> _EXERCISE REQUIREMENTS_
Copy the material below word for word, but leave out the pictures.

> _STORED ROWS_
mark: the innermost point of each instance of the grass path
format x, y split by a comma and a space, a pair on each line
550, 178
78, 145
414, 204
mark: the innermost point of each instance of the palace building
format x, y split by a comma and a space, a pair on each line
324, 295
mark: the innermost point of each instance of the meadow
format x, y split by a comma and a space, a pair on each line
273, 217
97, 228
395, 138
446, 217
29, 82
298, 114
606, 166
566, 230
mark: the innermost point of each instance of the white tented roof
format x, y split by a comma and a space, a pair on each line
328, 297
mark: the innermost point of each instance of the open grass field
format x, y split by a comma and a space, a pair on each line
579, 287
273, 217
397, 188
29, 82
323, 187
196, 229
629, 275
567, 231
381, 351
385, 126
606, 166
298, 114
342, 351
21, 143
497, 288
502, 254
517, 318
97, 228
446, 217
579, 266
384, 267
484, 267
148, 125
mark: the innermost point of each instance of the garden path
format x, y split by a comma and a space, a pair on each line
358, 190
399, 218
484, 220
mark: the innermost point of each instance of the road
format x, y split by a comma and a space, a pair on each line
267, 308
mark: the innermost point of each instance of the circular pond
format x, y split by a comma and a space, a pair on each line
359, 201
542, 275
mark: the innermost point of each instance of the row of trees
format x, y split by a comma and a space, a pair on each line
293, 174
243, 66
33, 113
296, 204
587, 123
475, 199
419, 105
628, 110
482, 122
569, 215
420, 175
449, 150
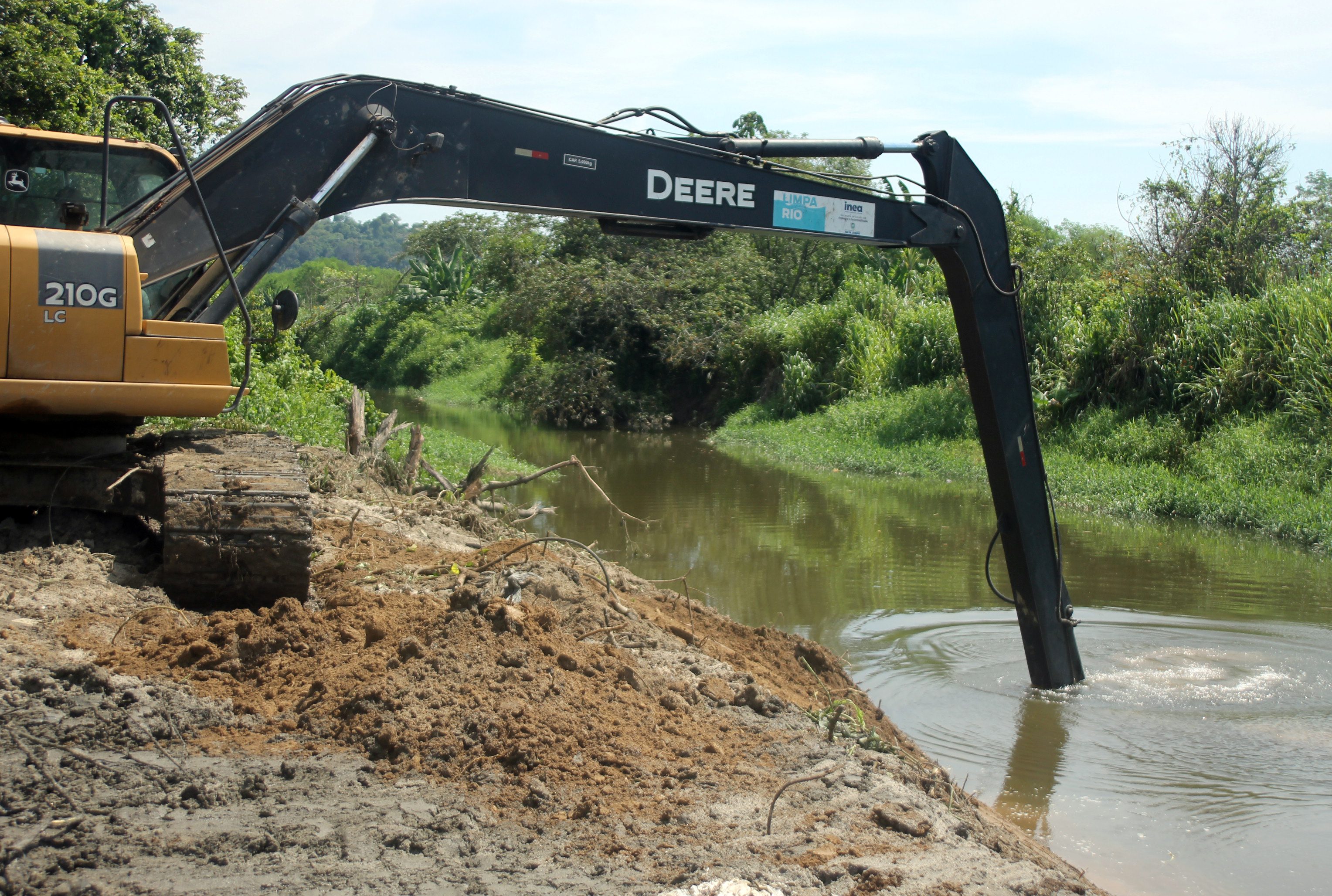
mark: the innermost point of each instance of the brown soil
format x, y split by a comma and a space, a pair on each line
584, 741
423, 674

> _THE REPLY_
mark: the innermost point of each instance of the grass path
format x, y split by a comma and a space, a pair on each line
550, 178
78, 145
414, 204
mark: the innermost point of each instance of the palace building
format x, y split by a comma and a space, a pair on each line
324, 295
mark: the innermost point of each instance of the meadow
format x, y split by a comma and a space, a pair on each line
273, 217
97, 228
395, 138
446, 217
29, 82
298, 114
606, 166
566, 230
mark: the innermost point of each instance of the white tented roof
format x, y split by a comma and a space, a pair on each line
328, 297
mark: the innermost point of each instance of the open grass field
format x, y split by a comma and a space, a pair on each line
579, 287
273, 217
397, 188
29, 82
323, 187
196, 229
629, 275
567, 231
381, 351
385, 126
606, 166
298, 114
342, 351
21, 143
497, 288
502, 254
517, 318
97, 228
446, 217
579, 266
384, 267
484, 267
148, 125
mark: the innermost point of each instance of the garden path
format x, y split by a comma and a space, a pair on each line
358, 190
399, 218
484, 220
mark: the innermost point of each instance of the road
format x, y split by a comma and a space, a pair on each line
267, 308
mark: the innermost point of each instance of the circular pond
format x, y split by a comma and a space, a pair on each line
359, 201
542, 275
mark: the innermost point of each instance of the row of trees
format x, y split by a comma and a space, a pair on each line
293, 174
243, 66
33, 113
296, 204
587, 123
475, 199
419, 105
628, 110
482, 122
569, 215
420, 175
449, 150
mark: the innermost point of each instance of the brown soil
format x, y split by a comma and a space, a pair on each line
584, 741
423, 674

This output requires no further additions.